→ Exercise aim
Could you give the rows below as a Markdown table with the columns No. and Line, numbering each row and leaving out blank lines and the pictures?

→ Input for this task
####

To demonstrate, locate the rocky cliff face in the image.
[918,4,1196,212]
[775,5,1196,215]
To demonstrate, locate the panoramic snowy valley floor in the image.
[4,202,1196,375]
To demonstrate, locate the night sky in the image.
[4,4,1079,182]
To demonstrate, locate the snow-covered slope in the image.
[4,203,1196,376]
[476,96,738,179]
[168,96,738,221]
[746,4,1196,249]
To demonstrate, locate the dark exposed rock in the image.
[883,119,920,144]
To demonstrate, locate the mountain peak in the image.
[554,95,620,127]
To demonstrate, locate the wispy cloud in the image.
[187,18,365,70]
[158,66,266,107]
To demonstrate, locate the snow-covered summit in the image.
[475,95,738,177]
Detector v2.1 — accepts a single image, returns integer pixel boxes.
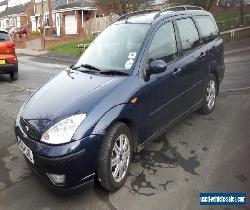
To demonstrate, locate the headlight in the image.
[41,114,86,144]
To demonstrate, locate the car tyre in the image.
[200,74,218,114]
[10,72,18,81]
[97,122,132,192]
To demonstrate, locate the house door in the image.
[65,15,77,34]
[56,13,61,36]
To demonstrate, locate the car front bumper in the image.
[15,118,103,190]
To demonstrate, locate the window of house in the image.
[44,14,49,27]
[195,16,219,44]
[176,18,200,53]
[148,22,178,63]
[5,20,10,28]
[95,14,104,18]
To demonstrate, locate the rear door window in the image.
[0,31,10,42]
[176,18,200,54]
[148,22,178,63]
[195,16,219,44]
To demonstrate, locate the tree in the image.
[95,0,153,15]
[240,0,244,25]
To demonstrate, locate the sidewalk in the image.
[16,38,250,63]
[16,49,80,63]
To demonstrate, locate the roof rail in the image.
[154,5,204,19]
[115,9,160,22]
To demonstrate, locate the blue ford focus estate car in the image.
[15,7,225,191]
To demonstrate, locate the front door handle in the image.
[172,68,182,75]
[200,52,206,58]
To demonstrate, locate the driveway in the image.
[0,46,250,210]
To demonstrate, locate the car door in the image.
[172,17,209,118]
[137,22,184,141]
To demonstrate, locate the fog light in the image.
[47,174,65,184]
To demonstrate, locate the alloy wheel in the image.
[111,134,130,182]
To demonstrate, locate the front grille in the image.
[20,118,42,141]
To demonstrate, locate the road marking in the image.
[220,86,250,92]
[5,82,25,91]
[224,47,250,55]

####

→ Solution
| No. | Line |
|---|---|
| 1 | To demonstrate, locate the rocky cliff face in the image. |
| 2 | [918,4,1196,212] |
| 3 | [775,5,1196,215] |
| 4 | To demonstrate, locate the panoramic snowy valley floor in the image. |
| 5 | [4,202,1196,375] |
| 6 | To demonstrate, locate the night sky in the image. |
| 7 | [4,4,1079,182] |
| 8 | To demonstrate, locate the snow-covered slope in the image. |
| 9 | [4,203,1196,376] |
| 10 | [476,96,738,179] |
| 11 | [168,96,738,221] |
| 12 | [746,4,1196,249] |
| 13 | To demonstrate, locate the dark exposed rock in the image. |
| 14 | [883,119,920,144] |
| 15 | To demonstrate, locate the mountain peak in the image. |
| 16 | [554,95,620,127] |
| 17 | To demonstrate, locate the wispy cloud in the image. |
| 18 | [187,18,365,70] |
| 19 | [158,66,266,107] |
| 20 | To demonstrate, locate the snow-covered summit in the image. |
| 21 | [475,95,738,177] |
| 22 | Detector v2.1 — accepts a single image, returns integer pixel boxes. |
| 23 | To demonstrate, locate the headlight in the image. |
| 24 | [41,114,86,144] |
| 25 | To demonstrate, locate the car tyre in the image. |
| 26 | [200,74,218,114] |
| 27 | [10,72,18,81] |
| 28 | [97,122,132,192] |
| 29 | To demonstrate, locate the house door in the image. |
| 30 | [65,15,77,34] |
| 31 | [56,13,61,36] |
| 32 | To demonstrate, locate the car front bumper in the image. |
| 33 | [15,118,103,190] |
| 34 | To demonstrate, locate the window of house in the image. |
| 35 | [44,14,49,27] |
| 36 | [195,16,219,44] |
| 37 | [176,18,200,53] |
| 38 | [148,22,178,63] |
| 39 | [5,20,10,28] |
| 40 | [95,14,104,18] |
| 41 | To demonstrate, locate the rear door window in the image. |
| 42 | [0,31,10,42] |
| 43 | [176,18,200,54] |
| 44 | [148,22,178,63] |
| 45 | [195,16,219,44] |
| 46 | To demonstrate, locate the tree in the image. |
| 47 | [95,0,153,15] |
| 48 | [240,0,244,25] |
| 49 | To demonstrate, locate the sidewalk in the image. |
| 50 | [16,38,250,63] |
| 51 | [16,49,80,63] |
| 52 | To demonstrate, locate the roof rail in the image. |
| 53 | [154,5,204,19] |
| 54 | [115,9,160,22] |
| 55 | To demonstrate, locate the blue ford focus estate car in the image. |
| 56 | [15,7,225,191] |
| 57 | To demonstrate, locate the front door handle in the image. |
| 58 | [172,68,182,75] |
| 59 | [200,52,206,58] |
| 60 | To demonstrate, locate the driveway in the image. |
| 61 | [0,46,250,210] |
| 62 | To demonstrate, locate the car door in the image. |
| 63 | [172,17,209,118] |
| 64 | [137,22,184,141] |
| 65 | To demonstrate, locate the fog light in the image. |
| 66 | [47,174,65,184] |
| 67 | To demonstrate, locate the alloy wheel in the image. |
| 68 | [111,134,130,182] |
| 69 | To demonstrate, locate the front grille in the image. |
| 70 | [20,118,42,141] |
| 71 | To demonstrate, locate the road marking in the image. |
| 72 | [220,86,250,92] |
| 73 | [5,82,25,91] |
| 74 | [224,47,250,55] |